Records from a data source
──────────

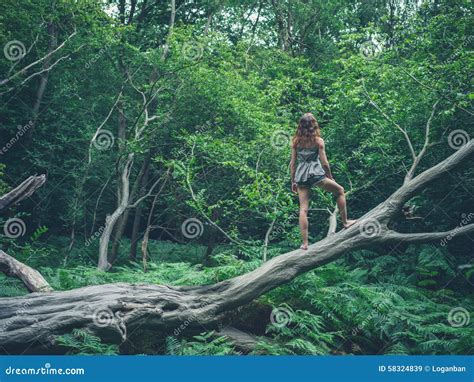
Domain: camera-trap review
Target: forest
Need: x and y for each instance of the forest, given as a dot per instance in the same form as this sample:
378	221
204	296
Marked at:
145	191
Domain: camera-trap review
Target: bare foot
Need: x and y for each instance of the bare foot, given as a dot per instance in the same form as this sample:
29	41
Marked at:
349	223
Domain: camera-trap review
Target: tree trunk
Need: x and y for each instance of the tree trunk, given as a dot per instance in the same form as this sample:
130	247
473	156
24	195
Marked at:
116	312
111	220
23	191
32	279
139	183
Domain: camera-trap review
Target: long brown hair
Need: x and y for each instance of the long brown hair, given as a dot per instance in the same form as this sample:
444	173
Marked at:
307	131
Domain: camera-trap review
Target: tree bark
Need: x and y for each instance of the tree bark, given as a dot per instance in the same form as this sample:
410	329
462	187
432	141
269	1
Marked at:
117	312
32	279
23	191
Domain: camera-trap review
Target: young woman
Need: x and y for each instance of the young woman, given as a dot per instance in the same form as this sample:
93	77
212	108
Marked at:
309	167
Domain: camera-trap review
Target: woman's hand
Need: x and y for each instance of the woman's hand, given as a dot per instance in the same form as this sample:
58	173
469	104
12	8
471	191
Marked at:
294	187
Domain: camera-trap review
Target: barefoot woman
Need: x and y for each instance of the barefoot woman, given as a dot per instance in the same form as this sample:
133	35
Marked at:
309	167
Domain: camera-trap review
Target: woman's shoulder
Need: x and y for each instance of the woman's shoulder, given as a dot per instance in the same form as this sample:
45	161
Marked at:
320	142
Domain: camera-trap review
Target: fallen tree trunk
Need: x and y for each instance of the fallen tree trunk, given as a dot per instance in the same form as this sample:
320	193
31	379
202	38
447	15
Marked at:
117	312
32	279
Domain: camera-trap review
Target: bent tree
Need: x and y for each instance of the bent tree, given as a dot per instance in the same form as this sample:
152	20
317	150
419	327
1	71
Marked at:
117	312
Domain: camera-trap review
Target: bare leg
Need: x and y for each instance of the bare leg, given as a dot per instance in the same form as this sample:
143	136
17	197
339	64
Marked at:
303	194
338	191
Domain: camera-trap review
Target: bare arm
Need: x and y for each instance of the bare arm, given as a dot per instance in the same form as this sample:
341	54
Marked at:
293	164
323	158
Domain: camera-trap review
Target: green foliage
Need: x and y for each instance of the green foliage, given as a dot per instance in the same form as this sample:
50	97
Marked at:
223	93
80	342
203	344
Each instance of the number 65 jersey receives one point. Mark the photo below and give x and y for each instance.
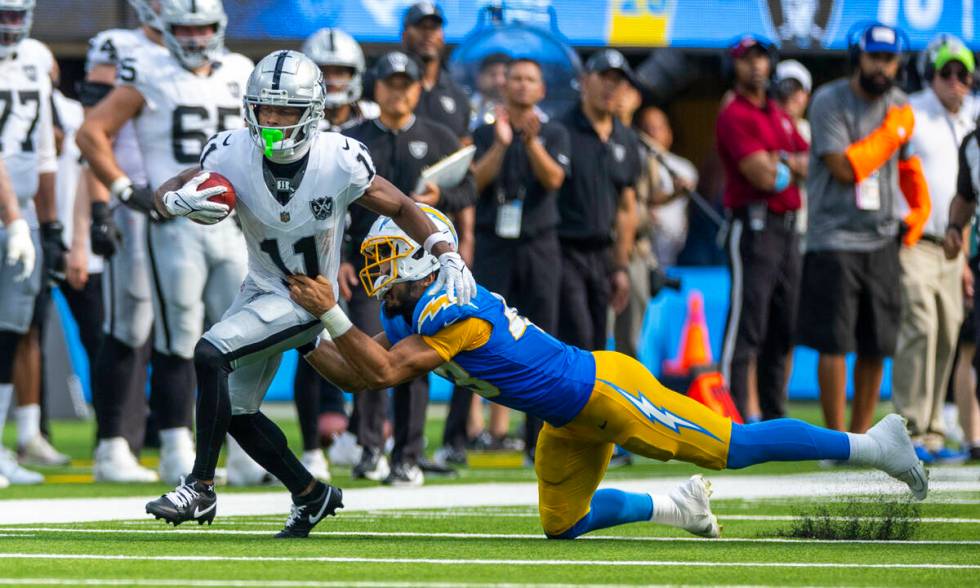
(182, 110)
(303, 235)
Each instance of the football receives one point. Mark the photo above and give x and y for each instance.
(227, 197)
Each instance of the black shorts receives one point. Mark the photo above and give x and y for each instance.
(851, 301)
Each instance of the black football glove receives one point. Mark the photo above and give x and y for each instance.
(53, 248)
(103, 233)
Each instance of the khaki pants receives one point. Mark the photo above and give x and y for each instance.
(932, 312)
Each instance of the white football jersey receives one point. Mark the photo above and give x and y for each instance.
(182, 110)
(117, 47)
(26, 131)
(303, 236)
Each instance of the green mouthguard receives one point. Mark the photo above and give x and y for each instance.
(270, 136)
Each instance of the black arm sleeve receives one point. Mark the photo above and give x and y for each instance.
(964, 179)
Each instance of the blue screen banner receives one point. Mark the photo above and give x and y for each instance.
(794, 24)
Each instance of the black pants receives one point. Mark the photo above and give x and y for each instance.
(765, 268)
(370, 408)
(527, 273)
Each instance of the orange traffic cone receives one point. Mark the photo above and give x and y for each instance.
(695, 348)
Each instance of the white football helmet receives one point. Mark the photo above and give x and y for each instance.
(391, 256)
(12, 34)
(146, 13)
(335, 47)
(193, 52)
(285, 78)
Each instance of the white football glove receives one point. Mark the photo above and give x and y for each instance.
(194, 204)
(20, 248)
(456, 277)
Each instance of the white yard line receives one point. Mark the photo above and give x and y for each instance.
(30, 531)
(484, 562)
(823, 484)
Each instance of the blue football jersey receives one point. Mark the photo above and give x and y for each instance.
(519, 366)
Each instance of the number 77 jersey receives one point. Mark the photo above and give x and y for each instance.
(301, 235)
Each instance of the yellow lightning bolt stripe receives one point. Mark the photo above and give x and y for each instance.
(433, 307)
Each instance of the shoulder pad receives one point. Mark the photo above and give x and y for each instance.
(435, 311)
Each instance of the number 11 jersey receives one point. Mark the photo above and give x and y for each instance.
(304, 234)
(182, 110)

──────────

* _Assigned task_
Looking at the records, how many lines include "tree"? Respond with the number only.

* _Result for this exercise_
8